(Source data)
>> Start

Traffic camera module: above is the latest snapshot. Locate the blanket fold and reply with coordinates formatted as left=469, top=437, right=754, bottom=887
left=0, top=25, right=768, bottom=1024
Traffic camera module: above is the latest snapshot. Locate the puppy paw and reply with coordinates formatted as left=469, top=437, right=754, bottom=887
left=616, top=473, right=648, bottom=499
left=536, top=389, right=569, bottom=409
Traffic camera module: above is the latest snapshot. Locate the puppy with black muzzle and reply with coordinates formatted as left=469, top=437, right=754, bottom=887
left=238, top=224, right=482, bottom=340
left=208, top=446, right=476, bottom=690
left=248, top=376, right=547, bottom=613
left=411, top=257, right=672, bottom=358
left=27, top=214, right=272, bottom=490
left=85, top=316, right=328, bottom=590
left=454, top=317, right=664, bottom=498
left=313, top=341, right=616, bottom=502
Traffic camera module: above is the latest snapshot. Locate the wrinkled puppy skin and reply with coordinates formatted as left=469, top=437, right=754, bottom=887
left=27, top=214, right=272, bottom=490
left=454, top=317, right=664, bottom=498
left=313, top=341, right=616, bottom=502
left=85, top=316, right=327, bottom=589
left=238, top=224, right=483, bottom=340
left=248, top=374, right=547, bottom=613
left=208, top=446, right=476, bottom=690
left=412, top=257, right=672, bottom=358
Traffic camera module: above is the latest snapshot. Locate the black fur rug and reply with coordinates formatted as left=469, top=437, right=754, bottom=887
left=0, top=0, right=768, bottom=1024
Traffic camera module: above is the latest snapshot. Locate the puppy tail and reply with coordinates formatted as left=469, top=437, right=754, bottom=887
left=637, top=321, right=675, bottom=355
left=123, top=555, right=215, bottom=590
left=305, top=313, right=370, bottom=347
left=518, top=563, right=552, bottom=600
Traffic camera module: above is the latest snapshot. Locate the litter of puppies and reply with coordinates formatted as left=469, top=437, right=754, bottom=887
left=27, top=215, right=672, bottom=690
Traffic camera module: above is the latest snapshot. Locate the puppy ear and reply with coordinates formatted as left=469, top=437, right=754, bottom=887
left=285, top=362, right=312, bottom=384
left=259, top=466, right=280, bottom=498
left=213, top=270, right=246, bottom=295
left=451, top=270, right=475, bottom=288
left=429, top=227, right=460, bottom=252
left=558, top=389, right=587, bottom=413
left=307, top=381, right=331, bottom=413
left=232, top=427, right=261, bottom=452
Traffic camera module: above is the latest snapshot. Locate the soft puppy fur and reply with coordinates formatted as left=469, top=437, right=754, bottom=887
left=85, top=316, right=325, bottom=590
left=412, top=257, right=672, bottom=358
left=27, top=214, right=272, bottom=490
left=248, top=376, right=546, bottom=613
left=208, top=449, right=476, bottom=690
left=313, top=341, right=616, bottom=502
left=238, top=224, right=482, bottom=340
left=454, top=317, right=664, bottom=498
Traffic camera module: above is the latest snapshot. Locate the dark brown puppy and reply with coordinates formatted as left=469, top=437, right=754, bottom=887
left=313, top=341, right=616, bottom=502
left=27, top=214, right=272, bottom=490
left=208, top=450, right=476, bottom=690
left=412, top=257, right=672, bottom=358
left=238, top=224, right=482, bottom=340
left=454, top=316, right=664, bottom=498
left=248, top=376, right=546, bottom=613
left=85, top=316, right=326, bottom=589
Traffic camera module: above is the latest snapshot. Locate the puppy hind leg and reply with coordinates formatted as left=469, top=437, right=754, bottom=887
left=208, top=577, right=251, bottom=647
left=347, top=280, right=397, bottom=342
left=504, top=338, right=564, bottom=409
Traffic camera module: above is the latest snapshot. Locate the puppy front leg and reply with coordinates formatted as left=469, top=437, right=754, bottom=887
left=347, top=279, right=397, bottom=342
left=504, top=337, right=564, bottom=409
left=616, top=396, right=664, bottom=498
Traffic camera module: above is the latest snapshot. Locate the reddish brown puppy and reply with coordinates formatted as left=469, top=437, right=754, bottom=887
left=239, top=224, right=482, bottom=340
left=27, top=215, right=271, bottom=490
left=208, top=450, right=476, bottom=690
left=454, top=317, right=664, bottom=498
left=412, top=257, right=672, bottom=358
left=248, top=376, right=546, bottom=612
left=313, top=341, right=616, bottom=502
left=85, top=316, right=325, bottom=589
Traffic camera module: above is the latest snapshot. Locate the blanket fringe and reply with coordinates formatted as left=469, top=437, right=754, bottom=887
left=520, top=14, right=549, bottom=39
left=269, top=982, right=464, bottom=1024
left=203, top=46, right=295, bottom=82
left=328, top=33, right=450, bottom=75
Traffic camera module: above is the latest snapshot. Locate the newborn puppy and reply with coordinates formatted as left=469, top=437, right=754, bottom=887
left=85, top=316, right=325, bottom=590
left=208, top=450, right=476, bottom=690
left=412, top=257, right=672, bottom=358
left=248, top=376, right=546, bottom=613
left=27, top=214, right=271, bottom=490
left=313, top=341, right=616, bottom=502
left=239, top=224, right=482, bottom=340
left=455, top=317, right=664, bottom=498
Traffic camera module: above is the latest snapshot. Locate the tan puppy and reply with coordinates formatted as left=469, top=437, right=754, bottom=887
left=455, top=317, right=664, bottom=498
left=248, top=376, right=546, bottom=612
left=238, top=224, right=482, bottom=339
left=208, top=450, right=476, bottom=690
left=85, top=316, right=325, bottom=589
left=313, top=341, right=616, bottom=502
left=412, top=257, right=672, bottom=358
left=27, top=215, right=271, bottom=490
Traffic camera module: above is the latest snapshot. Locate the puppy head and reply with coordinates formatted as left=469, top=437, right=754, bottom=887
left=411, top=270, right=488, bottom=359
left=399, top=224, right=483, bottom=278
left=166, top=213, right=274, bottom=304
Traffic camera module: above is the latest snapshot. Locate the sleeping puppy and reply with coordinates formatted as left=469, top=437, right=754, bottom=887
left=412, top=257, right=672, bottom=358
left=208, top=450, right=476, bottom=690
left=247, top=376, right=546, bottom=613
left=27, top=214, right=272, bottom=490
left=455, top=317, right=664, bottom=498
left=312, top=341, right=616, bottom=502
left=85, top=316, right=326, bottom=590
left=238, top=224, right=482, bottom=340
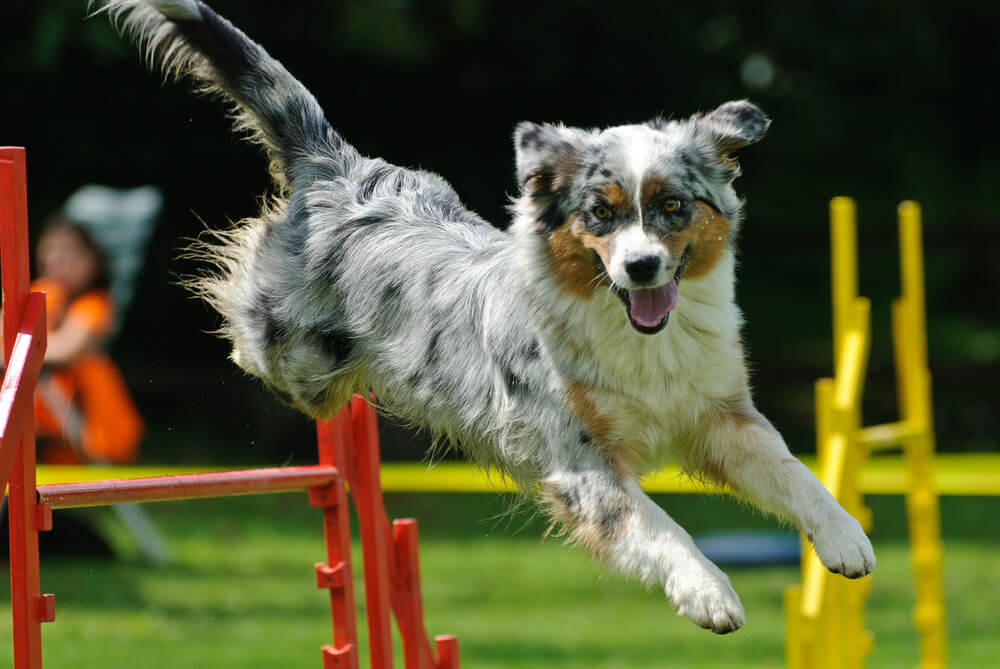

>> End

§ **Task statement**
Rewrite the rows from the line with "Locate the dark" through the line with "left=85, top=316, right=326, bottom=589", both included. Multiply each coordinate in the answers by 2.35 and round to whole numbers, with halves rounded up, but leave all other wording, including the sample coordinates in the stated format, unchanged.

§ **Response to the exercise**
Traffic camera module: above is the latest snapshot. Locate the dark brown puppy and reply with coordinates formatted as left=469, top=437, right=754, bottom=887
left=736, top=801, right=1448, bottom=1180
left=63, top=503, right=639, bottom=1152
left=489, top=1058, right=1119, bottom=1622
left=968, top=604, right=1579, bottom=841
left=559, top=526, right=1133, bottom=799
left=1067, top=743, right=1560, bottom=1170
left=583, top=884, right=1283, bottom=1441
left=200, top=743, right=766, bottom=1384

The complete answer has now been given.